REQUIREMENT
As the answer, set down the lines below from the one containing "positive clicks: (289, 264) (289, 278)" through the one containing "box: [205, 245, 222, 263]", exactly and inclusively, and no others.

Stored items
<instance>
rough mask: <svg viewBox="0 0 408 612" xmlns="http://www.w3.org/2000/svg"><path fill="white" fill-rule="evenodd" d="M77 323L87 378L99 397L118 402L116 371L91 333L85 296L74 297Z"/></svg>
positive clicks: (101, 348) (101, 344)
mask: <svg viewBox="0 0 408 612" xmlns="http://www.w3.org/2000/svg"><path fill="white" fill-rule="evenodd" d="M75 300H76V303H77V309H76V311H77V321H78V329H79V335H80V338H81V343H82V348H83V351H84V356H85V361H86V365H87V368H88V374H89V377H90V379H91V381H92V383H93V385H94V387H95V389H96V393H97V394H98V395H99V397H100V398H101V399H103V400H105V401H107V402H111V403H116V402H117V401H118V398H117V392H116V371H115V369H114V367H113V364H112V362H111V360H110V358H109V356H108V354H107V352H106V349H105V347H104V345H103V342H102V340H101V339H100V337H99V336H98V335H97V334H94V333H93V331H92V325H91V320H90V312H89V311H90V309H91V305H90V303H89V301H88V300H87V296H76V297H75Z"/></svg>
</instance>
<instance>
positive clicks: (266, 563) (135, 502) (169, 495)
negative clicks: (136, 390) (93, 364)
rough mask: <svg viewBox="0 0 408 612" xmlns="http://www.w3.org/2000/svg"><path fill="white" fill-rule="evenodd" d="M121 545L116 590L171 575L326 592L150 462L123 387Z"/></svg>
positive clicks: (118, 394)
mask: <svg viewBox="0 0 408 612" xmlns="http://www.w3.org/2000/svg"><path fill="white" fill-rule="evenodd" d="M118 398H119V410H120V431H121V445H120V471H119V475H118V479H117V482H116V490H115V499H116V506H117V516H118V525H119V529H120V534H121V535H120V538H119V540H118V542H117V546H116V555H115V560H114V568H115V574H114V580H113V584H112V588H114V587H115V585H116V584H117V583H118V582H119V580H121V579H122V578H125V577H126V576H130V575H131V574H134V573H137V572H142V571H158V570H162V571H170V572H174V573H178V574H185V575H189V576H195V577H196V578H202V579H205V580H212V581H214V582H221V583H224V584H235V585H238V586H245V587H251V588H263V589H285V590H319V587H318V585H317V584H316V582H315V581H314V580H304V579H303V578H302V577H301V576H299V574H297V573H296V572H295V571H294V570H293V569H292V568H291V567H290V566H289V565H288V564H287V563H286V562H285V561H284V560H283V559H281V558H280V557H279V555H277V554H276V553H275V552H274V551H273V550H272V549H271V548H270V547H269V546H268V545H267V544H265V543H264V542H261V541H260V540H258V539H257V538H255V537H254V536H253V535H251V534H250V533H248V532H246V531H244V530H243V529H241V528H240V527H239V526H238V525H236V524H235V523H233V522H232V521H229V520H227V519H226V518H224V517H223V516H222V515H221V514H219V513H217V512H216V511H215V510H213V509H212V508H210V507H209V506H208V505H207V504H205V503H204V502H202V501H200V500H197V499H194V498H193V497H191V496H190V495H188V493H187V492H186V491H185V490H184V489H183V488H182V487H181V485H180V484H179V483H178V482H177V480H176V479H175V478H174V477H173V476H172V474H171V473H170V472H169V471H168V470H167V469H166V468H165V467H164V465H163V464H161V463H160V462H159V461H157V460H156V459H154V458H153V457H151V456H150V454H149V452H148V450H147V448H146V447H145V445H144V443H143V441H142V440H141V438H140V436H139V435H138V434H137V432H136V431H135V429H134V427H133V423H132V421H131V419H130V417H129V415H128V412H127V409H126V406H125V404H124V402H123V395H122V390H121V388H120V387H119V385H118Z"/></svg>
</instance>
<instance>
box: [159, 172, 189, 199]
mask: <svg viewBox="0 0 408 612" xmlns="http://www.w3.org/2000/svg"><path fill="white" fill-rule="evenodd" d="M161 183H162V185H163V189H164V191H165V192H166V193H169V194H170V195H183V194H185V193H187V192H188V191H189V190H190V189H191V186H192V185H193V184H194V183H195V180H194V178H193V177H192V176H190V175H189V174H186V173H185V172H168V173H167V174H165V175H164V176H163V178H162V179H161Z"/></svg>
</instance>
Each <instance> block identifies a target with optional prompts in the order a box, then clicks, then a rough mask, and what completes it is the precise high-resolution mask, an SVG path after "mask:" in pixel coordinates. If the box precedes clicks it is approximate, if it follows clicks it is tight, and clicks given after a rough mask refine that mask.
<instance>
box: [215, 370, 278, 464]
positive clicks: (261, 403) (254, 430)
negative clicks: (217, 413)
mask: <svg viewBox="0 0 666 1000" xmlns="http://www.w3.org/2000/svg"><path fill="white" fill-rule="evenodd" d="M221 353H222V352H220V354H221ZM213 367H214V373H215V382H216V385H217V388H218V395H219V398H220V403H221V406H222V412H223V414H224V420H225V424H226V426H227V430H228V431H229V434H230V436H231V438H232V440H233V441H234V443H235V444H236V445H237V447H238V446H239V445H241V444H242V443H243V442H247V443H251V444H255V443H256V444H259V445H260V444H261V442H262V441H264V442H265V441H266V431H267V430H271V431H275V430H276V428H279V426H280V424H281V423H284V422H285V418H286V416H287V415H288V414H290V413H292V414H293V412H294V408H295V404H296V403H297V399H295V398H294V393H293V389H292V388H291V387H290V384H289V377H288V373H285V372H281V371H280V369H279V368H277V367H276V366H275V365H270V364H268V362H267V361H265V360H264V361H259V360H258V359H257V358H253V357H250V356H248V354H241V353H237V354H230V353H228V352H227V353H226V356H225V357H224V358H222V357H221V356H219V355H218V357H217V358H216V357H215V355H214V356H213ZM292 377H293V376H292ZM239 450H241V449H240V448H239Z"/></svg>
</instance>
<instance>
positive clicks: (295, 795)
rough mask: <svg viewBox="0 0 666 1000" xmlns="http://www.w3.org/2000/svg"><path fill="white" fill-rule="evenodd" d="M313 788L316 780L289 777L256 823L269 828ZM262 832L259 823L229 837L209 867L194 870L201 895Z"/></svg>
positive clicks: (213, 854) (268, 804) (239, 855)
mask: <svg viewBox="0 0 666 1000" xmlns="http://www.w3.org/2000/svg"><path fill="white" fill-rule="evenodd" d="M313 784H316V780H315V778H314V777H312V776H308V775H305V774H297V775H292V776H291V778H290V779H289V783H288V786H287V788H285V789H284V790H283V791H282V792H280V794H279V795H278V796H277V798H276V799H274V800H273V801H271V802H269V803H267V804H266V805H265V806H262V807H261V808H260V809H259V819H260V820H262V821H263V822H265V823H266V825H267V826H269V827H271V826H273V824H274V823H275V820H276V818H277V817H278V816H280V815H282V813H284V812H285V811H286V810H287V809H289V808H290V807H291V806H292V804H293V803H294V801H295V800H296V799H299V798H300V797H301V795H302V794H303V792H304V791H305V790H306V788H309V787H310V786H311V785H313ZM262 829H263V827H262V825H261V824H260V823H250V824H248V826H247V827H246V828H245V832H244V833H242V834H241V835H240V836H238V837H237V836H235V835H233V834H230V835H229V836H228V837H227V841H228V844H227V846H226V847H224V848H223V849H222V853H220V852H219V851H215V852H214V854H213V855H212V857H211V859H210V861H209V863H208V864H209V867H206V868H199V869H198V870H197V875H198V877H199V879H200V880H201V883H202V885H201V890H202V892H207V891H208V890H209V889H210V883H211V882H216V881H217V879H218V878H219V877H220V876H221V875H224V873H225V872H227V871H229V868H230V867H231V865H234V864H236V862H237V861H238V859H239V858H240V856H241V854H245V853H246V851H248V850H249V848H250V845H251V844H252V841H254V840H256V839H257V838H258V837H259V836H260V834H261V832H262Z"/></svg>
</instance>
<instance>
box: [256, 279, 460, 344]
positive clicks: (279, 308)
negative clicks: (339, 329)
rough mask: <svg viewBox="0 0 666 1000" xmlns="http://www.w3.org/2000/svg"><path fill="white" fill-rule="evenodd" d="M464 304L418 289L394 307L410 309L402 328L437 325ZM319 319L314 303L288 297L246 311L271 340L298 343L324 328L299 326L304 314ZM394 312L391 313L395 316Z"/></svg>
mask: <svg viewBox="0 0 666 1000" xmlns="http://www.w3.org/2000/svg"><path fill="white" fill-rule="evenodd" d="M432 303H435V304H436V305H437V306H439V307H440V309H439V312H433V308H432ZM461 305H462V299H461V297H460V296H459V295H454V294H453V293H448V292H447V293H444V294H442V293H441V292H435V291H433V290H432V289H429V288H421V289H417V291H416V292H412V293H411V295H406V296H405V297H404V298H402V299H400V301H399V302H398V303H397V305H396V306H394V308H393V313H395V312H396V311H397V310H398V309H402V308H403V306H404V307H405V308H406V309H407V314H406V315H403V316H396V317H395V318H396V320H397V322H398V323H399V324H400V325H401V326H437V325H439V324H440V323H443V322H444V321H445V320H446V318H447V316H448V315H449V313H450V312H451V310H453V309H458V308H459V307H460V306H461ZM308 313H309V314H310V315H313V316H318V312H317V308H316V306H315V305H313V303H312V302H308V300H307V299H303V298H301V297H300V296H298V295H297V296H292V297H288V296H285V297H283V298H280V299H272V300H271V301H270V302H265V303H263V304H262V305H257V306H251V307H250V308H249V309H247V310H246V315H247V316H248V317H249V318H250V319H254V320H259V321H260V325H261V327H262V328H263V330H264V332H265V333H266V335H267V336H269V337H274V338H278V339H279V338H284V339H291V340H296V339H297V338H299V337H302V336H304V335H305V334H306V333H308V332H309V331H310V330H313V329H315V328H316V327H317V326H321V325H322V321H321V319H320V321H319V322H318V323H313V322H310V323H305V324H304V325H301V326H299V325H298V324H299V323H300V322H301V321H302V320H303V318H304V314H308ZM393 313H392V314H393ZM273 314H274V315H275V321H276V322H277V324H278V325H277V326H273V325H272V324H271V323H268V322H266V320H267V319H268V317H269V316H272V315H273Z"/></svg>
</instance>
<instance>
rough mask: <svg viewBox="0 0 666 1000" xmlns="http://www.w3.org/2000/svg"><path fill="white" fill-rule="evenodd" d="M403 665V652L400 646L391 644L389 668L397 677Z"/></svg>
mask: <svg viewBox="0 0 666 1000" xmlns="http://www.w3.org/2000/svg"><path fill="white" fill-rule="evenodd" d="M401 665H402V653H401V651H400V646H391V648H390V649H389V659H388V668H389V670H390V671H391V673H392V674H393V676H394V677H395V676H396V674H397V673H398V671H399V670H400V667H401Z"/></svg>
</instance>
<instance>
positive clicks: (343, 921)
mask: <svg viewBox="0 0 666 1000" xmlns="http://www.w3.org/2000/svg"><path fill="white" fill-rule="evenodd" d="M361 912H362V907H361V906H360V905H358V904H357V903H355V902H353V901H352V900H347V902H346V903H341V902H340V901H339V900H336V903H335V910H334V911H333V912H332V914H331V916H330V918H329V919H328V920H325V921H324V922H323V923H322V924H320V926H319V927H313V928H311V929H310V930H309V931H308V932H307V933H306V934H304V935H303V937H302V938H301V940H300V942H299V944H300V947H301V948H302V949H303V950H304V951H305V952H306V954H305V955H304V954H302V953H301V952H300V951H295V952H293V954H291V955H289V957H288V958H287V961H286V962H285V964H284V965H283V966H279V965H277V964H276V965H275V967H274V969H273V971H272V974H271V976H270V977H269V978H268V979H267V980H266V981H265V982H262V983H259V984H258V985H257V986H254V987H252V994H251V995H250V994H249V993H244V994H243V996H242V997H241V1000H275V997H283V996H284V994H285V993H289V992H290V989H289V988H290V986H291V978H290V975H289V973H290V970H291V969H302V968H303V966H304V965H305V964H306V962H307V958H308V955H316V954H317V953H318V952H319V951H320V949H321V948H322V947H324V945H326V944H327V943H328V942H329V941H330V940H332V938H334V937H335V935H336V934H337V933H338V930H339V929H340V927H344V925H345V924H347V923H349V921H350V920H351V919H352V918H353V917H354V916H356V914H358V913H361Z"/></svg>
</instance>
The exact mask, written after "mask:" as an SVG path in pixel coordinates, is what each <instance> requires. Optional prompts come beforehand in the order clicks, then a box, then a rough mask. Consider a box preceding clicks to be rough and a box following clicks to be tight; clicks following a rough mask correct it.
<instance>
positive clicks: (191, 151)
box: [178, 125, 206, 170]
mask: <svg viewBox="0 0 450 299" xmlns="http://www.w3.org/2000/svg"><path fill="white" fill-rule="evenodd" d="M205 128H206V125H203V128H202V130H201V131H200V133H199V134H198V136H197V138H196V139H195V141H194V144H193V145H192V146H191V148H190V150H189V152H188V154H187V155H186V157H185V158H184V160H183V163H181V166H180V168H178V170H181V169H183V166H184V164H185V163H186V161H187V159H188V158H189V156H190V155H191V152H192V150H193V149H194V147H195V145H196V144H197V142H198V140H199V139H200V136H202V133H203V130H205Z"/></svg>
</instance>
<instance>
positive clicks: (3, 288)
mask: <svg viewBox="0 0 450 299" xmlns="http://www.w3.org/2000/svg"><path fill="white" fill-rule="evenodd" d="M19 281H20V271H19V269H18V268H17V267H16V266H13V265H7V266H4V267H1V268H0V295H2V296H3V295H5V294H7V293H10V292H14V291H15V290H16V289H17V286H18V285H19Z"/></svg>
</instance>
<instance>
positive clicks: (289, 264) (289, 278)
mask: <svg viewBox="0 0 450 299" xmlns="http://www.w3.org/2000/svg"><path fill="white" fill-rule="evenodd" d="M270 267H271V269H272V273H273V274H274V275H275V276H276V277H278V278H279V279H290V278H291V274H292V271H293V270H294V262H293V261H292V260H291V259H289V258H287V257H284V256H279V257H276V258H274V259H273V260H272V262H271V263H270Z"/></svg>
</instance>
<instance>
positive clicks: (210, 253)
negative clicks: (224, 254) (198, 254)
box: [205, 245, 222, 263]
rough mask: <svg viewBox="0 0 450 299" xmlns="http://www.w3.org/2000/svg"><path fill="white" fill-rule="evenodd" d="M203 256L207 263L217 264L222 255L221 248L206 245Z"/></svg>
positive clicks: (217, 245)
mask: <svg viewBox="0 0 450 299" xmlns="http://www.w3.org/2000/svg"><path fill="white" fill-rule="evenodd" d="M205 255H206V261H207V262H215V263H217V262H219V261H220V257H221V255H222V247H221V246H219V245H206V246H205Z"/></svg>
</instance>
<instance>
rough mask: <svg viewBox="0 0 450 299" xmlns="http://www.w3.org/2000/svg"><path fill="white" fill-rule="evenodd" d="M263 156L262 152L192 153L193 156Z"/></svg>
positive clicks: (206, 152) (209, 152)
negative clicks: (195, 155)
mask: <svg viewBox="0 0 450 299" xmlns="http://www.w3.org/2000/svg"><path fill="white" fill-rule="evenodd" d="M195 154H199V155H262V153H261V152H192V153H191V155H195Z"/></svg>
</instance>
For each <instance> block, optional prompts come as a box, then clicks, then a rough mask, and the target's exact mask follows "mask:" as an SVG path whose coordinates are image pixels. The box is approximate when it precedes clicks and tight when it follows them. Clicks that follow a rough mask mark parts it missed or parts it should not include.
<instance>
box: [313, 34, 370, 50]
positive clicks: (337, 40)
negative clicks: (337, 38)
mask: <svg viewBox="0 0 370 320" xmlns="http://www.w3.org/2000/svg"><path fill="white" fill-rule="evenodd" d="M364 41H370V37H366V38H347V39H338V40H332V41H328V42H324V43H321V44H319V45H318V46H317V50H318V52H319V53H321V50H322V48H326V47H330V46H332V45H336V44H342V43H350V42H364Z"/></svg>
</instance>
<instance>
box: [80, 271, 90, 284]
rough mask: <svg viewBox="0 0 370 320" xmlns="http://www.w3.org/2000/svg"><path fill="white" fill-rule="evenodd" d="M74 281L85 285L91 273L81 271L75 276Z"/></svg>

THE COMPLETED TASK
positive clicks: (289, 264) (289, 278)
mask: <svg viewBox="0 0 450 299" xmlns="http://www.w3.org/2000/svg"><path fill="white" fill-rule="evenodd" d="M270 267H271V269H272V273H273V274H274V275H275V276H276V277H278V278H279V279H290V278H291V274H292V271H293V270H294V262H293V261H292V260H291V259H289V258H287V257H284V256H279V257H276V258H274V259H273V260H272V262H271V263H270Z"/></svg>
</instance>
<instance>
positive clicks: (210, 253)
negative clicks: (224, 254) (198, 254)
box: [205, 245, 222, 263]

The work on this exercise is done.